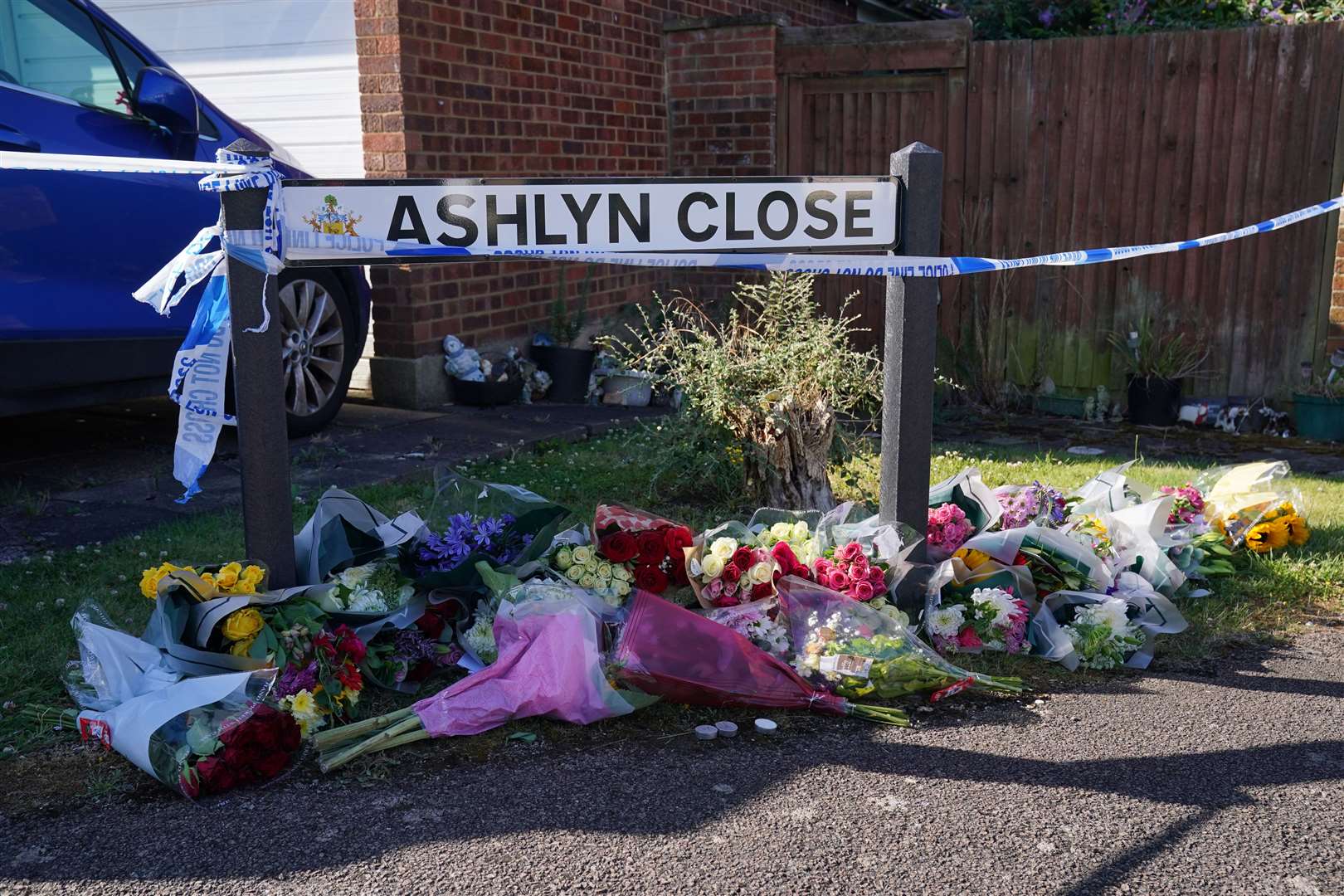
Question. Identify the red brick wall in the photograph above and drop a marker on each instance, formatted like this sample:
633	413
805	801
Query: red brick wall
554	88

..............................

→ **Exercise requirements**
Would you copy out the material above exactly, without the pictures in it?

→ **Solution**
Question. Identify the red brick wall in the photograph above and drop a marker on each instance, formatted like this sample:
633	413
805	801
Query: red brick wall
554	88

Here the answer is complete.